Task prompt: Starting at the line that contains "Teacher note: indicate the bus wheel" and ending at the last line of the entries below, give those lines again, requests included, and scale every point coordinate in the answers by 2.05, rounding to whole numbers with halves rounded up. Leave the pictures out of your answer.

╭─ Data for this task

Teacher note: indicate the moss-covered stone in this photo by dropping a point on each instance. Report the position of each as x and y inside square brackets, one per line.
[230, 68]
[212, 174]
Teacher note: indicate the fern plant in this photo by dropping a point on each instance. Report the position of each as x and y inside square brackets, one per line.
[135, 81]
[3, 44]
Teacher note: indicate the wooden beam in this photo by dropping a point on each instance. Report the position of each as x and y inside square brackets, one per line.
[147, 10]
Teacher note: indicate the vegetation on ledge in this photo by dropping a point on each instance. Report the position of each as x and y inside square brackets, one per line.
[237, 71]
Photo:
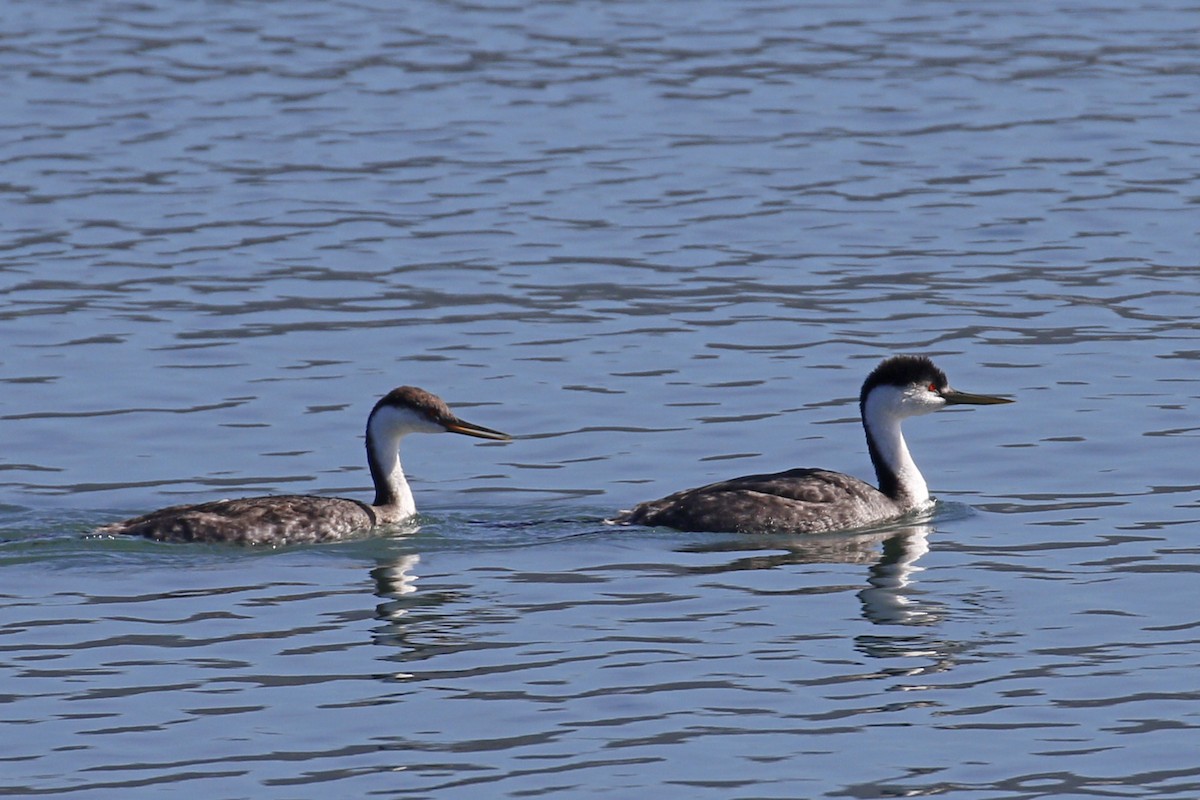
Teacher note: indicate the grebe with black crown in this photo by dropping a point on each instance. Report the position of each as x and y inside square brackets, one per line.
[817, 500]
[306, 518]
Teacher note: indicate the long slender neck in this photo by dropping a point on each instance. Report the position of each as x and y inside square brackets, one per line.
[894, 468]
[391, 486]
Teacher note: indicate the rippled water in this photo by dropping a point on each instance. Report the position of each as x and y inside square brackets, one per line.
[659, 244]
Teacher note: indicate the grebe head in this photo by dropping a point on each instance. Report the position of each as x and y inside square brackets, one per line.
[409, 409]
[907, 385]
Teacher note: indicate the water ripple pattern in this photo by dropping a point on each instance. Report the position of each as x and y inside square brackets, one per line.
[663, 245]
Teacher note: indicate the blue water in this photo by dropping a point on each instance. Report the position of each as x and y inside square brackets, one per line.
[660, 245]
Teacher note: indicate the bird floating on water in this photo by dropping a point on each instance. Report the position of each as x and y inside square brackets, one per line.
[819, 500]
[305, 518]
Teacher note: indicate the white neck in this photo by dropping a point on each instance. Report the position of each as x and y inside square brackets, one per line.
[889, 451]
[395, 494]
[385, 427]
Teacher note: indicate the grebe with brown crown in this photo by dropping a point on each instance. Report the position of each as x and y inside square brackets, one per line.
[817, 500]
[306, 518]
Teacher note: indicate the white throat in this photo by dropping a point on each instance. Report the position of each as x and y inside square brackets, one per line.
[388, 425]
[886, 408]
[399, 498]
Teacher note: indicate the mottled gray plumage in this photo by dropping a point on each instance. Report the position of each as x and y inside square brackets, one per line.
[304, 518]
[799, 500]
[282, 519]
[819, 500]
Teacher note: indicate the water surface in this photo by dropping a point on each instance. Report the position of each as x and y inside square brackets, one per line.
[660, 248]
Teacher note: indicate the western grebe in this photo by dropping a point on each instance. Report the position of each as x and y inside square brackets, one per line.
[816, 500]
[304, 518]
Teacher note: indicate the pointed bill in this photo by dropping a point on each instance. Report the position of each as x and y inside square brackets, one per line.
[472, 429]
[954, 397]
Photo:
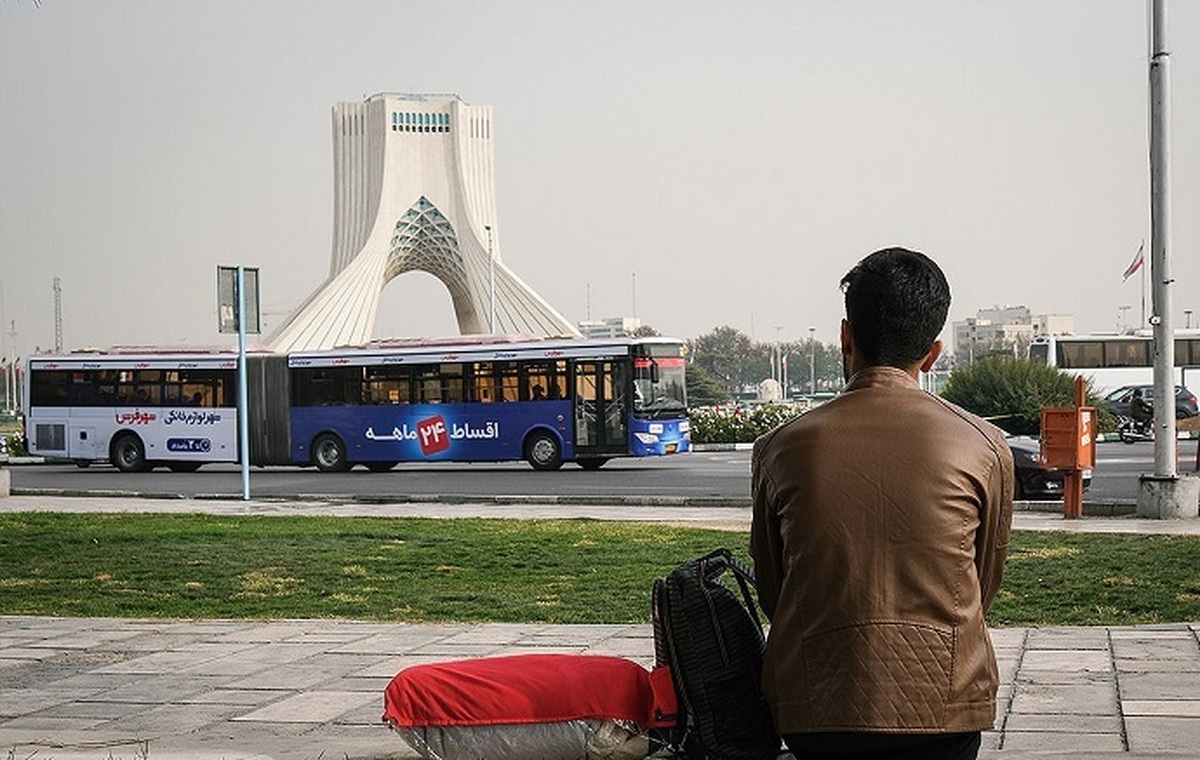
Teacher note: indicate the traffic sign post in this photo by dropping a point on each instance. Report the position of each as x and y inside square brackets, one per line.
[238, 312]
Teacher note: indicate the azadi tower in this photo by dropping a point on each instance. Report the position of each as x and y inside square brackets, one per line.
[414, 189]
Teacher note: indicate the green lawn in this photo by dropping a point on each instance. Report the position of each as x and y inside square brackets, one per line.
[493, 570]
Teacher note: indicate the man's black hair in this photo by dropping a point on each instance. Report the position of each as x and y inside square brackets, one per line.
[897, 301]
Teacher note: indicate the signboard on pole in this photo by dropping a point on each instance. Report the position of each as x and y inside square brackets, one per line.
[227, 299]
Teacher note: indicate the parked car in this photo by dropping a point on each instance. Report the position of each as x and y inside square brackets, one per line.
[1119, 400]
[1033, 479]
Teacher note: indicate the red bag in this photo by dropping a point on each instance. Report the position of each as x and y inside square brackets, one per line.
[527, 706]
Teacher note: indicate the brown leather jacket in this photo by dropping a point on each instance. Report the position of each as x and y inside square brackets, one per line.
[881, 525]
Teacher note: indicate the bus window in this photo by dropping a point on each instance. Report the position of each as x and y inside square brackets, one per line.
[148, 387]
[1187, 352]
[483, 382]
[510, 381]
[453, 383]
[1119, 353]
[328, 387]
[48, 388]
[208, 388]
[429, 384]
[558, 381]
[545, 380]
[387, 384]
[537, 381]
[1083, 354]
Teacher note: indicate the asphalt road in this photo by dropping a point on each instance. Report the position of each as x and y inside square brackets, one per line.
[696, 476]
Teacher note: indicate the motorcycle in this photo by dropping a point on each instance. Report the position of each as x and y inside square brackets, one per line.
[1133, 430]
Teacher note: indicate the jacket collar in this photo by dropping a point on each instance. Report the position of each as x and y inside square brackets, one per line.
[882, 377]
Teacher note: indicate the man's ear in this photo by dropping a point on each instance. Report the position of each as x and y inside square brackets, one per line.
[935, 351]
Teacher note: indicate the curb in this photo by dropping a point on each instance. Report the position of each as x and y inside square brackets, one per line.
[1097, 508]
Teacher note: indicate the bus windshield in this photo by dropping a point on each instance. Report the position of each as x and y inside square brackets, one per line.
[659, 387]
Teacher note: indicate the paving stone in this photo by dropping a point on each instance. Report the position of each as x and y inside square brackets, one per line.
[1067, 660]
[1065, 699]
[311, 707]
[1163, 735]
[1143, 686]
[1008, 638]
[108, 711]
[16, 702]
[1077, 743]
[1175, 647]
[159, 689]
[1068, 639]
[175, 719]
[1063, 723]
[402, 641]
[1171, 707]
[238, 698]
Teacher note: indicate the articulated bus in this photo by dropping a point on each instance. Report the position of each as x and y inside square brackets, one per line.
[544, 401]
[1115, 360]
[133, 406]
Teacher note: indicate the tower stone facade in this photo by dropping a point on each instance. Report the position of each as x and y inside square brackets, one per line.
[414, 189]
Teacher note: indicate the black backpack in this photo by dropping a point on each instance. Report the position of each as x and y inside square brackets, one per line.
[713, 641]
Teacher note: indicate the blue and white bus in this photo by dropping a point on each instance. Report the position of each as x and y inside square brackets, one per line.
[545, 401]
[133, 407]
[489, 399]
[1111, 361]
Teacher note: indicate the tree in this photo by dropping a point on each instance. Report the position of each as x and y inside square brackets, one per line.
[725, 353]
[1011, 392]
[703, 389]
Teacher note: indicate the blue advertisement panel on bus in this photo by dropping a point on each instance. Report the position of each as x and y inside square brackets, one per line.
[543, 401]
[435, 432]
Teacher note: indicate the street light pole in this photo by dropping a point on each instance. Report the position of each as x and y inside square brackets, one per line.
[813, 363]
[491, 281]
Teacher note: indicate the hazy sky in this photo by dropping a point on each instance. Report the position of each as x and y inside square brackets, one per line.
[691, 163]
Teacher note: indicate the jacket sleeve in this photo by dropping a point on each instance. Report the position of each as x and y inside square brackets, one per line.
[766, 543]
[995, 525]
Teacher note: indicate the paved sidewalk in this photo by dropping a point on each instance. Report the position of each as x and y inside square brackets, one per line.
[117, 689]
[93, 689]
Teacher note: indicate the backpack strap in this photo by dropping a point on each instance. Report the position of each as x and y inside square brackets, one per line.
[717, 562]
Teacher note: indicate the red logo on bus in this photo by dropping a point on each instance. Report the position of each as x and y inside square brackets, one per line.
[432, 435]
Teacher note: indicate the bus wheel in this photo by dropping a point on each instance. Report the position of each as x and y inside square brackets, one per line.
[543, 452]
[129, 454]
[329, 454]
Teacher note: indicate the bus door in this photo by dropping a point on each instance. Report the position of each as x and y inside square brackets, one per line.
[601, 407]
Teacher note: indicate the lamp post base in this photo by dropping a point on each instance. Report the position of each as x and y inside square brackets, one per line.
[1168, 497]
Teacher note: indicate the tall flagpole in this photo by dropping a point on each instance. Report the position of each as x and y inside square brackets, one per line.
[1164, 494]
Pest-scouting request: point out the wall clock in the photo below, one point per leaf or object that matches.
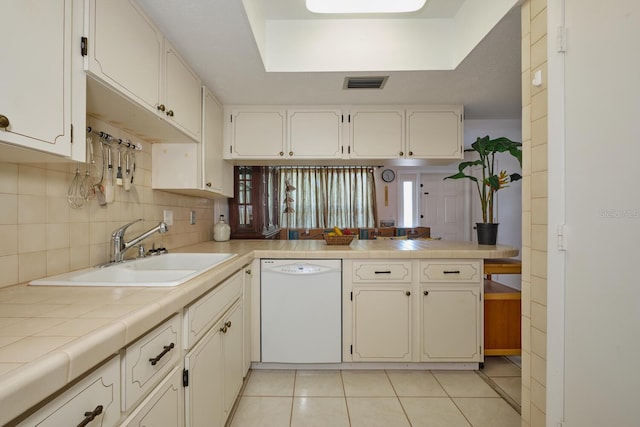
(388, 175)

╰─

Complete answer:
Teacher note: indicate the bus wheel in this photo by dropping a point on each instance. Report the position of each as x and y inside square brackets, one per line.
[1113, 927]
[264, 931]
[674, 931]
Teacher note: indicate the bus door in this photo by dropping a point on each instance. Report the position of each as x and y inside square brackets, one per line.
[1232, 834]
Teacher note: indicate the lamp post base in this photo by dropping a point on each instance. Report the position of each as x and y inside square brackets, one per line.
[2394, 1019]
Teacher note: indicate the tall flagpole in this photo by dropping a point on each instance. Report the position of each as x and y inside square brackets, one per line.
[2386, 1013]
Pest-scouting request: point out the wall clock in the photo below, one point per leaf or object that matches.
(795, 359)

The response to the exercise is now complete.